◆ **OBJECTIVE**
How many lines in the rows below contain the string "vegetation", counting only matches in that exact case? Reply with the number alone.

** Begin **

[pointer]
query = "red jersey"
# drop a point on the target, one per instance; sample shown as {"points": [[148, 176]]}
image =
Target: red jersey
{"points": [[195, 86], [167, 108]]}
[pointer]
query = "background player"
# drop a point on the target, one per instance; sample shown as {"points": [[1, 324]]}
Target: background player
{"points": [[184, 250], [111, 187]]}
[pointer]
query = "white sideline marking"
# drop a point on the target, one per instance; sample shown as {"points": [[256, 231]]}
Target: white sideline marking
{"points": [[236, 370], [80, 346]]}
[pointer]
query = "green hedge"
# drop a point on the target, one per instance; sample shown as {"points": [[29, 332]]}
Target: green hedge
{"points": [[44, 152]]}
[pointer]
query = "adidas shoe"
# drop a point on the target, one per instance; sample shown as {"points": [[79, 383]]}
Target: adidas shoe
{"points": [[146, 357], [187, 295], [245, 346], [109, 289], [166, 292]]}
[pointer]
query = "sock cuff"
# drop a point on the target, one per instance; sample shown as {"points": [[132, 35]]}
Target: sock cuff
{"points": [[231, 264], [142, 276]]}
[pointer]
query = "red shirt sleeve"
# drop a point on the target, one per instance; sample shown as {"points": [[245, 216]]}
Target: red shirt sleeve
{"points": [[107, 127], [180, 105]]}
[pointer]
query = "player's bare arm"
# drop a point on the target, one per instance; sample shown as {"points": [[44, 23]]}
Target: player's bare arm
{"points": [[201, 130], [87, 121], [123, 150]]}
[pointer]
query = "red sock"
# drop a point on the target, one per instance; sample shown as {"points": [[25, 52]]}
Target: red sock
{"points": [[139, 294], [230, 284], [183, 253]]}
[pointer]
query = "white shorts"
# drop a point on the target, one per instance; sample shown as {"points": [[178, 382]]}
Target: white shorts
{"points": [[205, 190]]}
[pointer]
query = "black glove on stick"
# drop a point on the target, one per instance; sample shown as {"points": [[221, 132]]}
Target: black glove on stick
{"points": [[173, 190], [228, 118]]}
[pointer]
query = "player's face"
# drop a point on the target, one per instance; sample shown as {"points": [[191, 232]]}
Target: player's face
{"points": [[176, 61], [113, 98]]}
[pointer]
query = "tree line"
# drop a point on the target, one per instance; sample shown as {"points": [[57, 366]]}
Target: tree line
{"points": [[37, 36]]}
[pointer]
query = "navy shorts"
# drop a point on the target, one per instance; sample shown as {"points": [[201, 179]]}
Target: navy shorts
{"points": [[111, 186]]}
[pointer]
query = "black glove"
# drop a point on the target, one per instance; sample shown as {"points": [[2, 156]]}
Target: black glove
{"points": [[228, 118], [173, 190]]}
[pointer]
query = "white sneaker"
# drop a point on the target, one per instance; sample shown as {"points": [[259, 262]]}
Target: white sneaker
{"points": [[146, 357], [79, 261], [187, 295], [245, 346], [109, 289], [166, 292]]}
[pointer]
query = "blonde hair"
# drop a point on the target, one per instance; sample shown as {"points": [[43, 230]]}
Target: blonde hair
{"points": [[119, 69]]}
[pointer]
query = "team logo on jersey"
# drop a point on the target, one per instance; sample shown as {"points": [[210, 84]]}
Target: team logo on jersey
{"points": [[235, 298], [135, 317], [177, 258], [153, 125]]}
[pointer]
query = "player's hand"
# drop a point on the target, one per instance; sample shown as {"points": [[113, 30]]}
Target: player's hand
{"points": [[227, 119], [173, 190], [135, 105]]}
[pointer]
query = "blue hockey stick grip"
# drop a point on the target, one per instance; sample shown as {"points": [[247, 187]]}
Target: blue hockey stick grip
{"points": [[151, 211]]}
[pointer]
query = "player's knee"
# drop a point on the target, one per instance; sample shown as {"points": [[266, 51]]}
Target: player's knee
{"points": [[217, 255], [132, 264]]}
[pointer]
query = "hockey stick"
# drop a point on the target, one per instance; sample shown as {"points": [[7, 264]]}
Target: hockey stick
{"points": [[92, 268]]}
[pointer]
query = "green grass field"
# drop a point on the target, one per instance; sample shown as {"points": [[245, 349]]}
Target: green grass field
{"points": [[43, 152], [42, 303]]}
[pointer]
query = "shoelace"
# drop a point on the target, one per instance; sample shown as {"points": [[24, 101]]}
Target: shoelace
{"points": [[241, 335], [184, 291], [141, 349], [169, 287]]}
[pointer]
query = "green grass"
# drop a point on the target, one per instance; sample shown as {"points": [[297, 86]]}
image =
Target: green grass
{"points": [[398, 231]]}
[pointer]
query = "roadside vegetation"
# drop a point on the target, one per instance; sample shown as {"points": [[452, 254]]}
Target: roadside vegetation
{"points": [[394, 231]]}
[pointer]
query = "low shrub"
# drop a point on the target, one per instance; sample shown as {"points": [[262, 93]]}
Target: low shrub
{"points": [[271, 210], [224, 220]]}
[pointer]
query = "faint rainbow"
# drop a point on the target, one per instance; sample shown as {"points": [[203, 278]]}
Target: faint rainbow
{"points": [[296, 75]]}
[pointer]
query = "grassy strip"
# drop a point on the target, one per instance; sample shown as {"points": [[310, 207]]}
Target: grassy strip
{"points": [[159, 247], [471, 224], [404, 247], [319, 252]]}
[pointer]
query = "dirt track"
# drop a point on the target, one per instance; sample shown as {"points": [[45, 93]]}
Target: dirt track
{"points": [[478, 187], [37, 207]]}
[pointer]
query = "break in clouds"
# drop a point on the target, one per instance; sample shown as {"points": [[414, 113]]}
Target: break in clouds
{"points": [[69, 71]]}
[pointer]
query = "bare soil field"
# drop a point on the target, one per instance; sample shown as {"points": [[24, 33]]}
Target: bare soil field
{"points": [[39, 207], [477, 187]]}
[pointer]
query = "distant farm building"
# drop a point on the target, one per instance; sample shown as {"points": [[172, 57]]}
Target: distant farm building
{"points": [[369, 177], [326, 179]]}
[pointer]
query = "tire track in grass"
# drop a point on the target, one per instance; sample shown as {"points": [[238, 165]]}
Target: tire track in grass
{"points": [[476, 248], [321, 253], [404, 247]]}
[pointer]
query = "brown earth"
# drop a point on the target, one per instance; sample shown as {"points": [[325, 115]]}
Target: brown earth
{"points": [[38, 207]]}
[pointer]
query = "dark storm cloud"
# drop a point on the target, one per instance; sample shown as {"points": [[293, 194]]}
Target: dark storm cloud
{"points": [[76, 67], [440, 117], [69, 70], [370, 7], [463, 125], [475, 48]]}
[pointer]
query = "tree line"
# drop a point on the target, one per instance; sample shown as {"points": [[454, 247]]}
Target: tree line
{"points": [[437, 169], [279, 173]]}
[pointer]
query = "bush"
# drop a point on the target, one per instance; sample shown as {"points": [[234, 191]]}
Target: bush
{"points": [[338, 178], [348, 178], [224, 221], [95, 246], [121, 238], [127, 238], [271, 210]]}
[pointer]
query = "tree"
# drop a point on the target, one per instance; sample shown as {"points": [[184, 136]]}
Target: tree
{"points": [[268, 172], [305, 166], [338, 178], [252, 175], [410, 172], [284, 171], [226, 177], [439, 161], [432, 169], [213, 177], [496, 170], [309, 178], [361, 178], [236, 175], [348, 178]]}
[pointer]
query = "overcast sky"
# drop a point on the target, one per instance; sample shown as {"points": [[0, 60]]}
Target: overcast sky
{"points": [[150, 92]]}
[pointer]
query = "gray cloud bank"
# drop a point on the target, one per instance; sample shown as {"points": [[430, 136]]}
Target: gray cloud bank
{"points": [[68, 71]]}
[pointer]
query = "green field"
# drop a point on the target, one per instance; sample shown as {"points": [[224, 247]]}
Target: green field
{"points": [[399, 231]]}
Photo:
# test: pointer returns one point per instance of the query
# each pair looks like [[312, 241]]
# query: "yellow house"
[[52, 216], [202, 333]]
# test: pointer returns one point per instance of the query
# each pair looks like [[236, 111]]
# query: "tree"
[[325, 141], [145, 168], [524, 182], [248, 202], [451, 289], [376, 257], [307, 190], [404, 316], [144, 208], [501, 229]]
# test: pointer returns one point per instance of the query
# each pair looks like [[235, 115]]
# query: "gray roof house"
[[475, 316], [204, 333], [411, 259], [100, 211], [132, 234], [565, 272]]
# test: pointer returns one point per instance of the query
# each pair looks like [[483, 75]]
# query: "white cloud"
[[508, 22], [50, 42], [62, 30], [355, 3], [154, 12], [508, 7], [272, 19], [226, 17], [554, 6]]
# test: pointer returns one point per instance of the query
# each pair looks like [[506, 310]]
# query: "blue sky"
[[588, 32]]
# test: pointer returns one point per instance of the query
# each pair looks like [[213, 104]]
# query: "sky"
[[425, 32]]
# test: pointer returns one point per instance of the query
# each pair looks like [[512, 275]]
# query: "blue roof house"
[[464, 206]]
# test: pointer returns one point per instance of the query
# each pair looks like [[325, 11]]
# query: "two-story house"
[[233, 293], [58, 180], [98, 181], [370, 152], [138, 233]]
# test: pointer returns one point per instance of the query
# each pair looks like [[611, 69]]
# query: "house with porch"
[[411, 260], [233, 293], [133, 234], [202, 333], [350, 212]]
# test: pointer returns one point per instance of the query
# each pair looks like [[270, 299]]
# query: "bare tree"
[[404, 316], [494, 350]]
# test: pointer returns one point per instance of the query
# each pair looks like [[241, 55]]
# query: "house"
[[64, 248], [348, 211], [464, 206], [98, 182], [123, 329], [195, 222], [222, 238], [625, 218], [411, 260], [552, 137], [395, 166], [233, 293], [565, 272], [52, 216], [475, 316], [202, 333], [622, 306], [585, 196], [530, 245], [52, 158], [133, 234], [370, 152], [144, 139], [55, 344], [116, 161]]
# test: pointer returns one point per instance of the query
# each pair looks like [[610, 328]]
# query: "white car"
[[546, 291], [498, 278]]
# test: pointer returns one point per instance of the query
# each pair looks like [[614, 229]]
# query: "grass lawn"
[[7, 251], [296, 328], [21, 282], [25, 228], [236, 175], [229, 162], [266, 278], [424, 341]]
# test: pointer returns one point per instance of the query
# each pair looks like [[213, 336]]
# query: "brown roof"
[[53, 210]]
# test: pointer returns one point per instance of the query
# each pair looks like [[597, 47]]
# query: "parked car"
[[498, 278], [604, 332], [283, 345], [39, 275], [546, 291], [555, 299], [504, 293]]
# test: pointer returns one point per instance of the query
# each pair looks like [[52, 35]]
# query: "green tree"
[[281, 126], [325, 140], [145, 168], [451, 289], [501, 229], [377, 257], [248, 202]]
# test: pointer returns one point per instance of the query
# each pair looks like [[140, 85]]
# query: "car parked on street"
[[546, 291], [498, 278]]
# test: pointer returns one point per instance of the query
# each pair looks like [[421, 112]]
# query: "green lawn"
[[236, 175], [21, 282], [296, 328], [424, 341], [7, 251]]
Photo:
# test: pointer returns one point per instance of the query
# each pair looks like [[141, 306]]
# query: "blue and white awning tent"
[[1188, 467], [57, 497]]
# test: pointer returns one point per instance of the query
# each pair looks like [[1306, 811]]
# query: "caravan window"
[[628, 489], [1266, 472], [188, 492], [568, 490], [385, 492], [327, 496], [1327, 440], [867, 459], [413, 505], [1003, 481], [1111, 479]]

** End **

◆ **WRITTEN ANSWER**
2